**Work instructions**
Wherever "each" occurs in the entries, copy the line that holds it.

**Stored data**
--------

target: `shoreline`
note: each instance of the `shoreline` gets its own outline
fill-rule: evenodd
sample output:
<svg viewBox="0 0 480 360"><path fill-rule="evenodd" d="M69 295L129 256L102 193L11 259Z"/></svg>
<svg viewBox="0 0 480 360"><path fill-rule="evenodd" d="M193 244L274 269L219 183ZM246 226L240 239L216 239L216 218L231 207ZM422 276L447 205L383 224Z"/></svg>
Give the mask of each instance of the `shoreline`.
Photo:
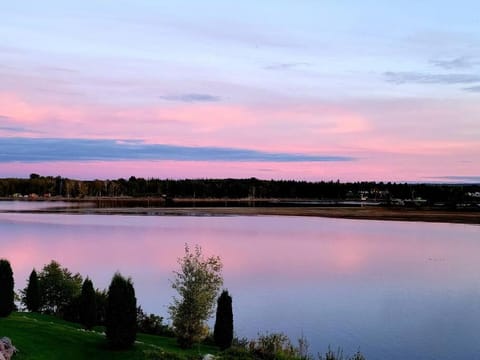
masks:
<svg viewBox="0 0 480 360"><path fill-rule="evenodd" d="M478 211L445 211L365 207L62 207L6 210L7 213L143 216L305 216L352 220L436 222L480 225Z"/></svg>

--------

**Answer to this task**
note: each instance of the `shoreline` gets its own outline
Give the mask of each instance of the `shoreline`.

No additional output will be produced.